[[ Data for processing, beginning ]]

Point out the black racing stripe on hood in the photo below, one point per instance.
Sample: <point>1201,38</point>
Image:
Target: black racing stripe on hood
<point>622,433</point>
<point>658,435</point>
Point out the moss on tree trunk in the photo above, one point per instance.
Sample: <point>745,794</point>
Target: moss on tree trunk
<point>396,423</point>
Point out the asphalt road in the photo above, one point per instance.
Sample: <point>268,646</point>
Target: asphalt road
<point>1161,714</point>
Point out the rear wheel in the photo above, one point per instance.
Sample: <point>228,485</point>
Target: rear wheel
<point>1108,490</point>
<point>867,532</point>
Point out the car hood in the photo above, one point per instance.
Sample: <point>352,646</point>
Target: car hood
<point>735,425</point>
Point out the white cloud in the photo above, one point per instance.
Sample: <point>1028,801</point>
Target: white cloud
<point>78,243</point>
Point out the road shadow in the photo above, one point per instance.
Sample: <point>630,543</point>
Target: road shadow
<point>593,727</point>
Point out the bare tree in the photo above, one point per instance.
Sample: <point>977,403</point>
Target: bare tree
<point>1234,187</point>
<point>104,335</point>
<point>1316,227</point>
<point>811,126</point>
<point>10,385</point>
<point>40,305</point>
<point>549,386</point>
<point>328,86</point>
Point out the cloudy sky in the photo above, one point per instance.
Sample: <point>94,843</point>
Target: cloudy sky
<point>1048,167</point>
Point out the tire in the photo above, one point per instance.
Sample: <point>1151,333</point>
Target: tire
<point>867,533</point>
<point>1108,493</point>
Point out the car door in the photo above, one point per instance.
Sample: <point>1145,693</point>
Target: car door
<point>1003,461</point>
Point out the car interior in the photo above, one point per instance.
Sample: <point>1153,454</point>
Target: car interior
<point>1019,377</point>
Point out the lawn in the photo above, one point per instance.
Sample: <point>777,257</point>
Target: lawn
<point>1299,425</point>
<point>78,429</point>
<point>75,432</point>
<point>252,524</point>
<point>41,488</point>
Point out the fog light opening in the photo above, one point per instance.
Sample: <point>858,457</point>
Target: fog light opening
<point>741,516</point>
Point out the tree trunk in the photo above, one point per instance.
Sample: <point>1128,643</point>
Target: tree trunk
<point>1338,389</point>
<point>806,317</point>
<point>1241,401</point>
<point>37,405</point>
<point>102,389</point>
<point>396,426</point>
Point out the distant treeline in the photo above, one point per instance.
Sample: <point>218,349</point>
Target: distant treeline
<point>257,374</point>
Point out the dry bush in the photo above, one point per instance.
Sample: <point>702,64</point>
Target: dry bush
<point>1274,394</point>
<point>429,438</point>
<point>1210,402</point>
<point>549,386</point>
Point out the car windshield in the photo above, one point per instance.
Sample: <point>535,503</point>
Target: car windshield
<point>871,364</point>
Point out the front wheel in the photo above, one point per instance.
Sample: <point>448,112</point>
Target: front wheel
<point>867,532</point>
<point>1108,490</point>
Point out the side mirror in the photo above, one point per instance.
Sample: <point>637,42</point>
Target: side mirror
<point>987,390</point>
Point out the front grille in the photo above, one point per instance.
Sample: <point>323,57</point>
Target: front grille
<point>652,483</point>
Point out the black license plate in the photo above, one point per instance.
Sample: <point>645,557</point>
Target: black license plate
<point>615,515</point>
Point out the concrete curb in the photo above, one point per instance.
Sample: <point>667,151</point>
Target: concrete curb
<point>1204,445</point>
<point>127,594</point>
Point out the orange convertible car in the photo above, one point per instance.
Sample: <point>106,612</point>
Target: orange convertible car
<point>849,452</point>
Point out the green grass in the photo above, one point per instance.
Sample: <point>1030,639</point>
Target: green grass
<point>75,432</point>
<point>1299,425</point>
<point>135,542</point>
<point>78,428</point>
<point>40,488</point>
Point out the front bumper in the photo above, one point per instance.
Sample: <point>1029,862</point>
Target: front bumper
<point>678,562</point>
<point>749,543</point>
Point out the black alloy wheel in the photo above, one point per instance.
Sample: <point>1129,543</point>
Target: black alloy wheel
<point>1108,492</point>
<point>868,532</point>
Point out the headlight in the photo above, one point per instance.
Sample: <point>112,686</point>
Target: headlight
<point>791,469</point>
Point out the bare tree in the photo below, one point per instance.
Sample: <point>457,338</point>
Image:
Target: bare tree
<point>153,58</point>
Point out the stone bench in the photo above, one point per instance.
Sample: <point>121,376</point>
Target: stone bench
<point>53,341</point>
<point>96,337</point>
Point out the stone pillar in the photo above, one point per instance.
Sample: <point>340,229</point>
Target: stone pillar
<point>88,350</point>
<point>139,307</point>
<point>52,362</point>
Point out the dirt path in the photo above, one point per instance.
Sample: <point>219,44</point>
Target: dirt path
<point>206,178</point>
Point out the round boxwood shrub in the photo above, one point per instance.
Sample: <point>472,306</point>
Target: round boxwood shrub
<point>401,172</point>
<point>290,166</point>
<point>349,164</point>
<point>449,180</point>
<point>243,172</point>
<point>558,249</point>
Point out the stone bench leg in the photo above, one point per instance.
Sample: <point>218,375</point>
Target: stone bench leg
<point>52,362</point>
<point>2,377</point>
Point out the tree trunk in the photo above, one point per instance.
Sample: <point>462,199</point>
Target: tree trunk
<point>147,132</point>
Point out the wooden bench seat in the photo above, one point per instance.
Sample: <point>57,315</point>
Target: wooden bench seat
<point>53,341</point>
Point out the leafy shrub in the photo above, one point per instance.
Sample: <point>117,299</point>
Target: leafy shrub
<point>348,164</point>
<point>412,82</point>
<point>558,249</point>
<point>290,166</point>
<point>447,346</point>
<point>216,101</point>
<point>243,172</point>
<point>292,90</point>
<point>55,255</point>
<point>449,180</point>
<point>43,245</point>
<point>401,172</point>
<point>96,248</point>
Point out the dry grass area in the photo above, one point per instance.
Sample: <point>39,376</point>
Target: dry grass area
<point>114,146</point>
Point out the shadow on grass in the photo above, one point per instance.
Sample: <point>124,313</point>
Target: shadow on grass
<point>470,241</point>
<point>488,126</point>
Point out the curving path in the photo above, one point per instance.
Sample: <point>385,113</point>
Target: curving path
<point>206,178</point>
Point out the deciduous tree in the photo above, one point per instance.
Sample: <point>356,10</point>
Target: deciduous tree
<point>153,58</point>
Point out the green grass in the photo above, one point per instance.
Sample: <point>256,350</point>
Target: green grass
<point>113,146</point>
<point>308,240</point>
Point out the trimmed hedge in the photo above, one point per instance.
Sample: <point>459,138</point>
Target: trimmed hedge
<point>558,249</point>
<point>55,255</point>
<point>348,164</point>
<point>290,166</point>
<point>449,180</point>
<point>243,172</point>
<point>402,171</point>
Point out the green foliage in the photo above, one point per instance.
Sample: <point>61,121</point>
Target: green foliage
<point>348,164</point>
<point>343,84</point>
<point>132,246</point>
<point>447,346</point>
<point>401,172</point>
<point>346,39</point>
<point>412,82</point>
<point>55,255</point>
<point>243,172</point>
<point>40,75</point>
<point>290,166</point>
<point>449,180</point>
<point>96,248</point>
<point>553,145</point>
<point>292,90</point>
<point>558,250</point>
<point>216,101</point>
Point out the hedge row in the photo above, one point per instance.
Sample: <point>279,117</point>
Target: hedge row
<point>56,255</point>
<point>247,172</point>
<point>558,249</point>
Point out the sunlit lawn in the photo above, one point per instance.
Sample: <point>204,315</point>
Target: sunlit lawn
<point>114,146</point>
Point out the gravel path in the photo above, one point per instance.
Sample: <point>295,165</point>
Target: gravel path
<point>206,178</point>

[[ Data for processing, end ]]

Task brief →
For each line above that carries the word "below", copy it out.

Answer to the problem →
Point out the black racing stripe on hood in the photo below, one point per instance.
Point out the bare tree in the photo below, one point per instance.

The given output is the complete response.